*DATA SUPPLIED*
■ ■ ■
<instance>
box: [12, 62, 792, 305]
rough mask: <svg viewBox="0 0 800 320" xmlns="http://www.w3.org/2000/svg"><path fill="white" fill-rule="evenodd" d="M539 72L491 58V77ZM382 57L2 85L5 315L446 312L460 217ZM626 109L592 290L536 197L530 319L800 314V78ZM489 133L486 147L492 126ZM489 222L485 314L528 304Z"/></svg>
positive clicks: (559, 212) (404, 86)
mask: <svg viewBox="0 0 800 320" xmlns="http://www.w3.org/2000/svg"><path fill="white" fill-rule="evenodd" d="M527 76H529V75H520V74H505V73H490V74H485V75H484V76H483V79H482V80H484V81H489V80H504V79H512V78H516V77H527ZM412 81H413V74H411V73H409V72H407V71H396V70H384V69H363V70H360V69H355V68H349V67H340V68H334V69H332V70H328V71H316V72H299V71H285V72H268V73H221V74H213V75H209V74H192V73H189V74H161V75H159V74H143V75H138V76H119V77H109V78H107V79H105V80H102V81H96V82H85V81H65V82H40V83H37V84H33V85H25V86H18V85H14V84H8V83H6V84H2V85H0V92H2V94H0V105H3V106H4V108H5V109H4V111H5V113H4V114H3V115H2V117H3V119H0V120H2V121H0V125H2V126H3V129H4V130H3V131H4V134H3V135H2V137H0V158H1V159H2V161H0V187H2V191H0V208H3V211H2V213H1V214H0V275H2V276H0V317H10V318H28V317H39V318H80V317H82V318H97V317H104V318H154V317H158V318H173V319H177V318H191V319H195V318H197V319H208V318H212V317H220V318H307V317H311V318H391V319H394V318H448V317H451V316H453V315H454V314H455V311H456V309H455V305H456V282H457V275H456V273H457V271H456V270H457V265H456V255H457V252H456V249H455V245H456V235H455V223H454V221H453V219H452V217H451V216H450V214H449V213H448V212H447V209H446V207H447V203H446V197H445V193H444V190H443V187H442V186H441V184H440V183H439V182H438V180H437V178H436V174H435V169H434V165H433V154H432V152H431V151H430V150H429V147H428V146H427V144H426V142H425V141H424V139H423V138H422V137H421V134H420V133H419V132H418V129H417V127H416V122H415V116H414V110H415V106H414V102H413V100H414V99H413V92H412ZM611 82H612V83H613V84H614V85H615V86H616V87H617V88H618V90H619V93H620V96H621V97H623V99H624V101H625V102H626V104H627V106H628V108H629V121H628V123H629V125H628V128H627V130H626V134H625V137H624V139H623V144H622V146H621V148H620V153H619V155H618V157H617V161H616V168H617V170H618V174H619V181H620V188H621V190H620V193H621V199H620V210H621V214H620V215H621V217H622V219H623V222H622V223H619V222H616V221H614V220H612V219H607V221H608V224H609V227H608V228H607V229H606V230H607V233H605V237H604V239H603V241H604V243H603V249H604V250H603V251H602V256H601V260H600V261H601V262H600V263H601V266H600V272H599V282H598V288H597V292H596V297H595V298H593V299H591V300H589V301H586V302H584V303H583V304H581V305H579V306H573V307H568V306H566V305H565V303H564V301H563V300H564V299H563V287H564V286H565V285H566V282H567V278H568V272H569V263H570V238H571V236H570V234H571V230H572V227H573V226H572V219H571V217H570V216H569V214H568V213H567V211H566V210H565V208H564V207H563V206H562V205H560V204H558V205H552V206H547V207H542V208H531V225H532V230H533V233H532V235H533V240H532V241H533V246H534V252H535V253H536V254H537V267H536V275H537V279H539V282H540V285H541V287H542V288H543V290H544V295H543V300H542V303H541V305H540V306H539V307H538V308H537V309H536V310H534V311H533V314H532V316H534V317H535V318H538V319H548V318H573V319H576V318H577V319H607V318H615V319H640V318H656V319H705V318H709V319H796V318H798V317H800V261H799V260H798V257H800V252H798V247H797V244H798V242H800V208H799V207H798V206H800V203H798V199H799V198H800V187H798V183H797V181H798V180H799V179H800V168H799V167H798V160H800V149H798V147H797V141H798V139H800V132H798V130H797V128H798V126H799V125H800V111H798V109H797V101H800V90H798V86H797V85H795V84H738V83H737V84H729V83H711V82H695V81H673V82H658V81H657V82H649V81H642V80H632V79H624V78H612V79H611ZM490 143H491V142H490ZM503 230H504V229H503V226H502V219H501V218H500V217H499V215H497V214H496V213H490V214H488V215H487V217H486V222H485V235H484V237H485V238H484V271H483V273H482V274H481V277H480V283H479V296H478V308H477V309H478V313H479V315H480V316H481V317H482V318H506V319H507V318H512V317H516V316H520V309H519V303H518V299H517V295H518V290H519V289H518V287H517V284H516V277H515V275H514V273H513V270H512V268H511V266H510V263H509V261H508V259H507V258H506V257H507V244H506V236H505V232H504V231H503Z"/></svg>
■ ■ ■
*THE TASK*
In your answer, include only the lines above starting at the line that holds "box: [12, 62, 792, 305]" and ending at the line that holds "rough mask: <svg", copied exactly.

*SOLUTION FOR THIS TASK*
box: [12, 62, 792, 305]
rough mask: <svg viewBox="0 0 800 320" xmlns="http://www.w3.org/2000/svg"><path fill="white" fill-rule="evenodd" d="M539 72L491 58V77ZM382 57L2 85L5 315L446 312L460 217ZM626 109L592 290L536 197L530 319L800 314V78ZM489 133L486 147L492 126ZM489 222L485 314L528 304Z"/></svg>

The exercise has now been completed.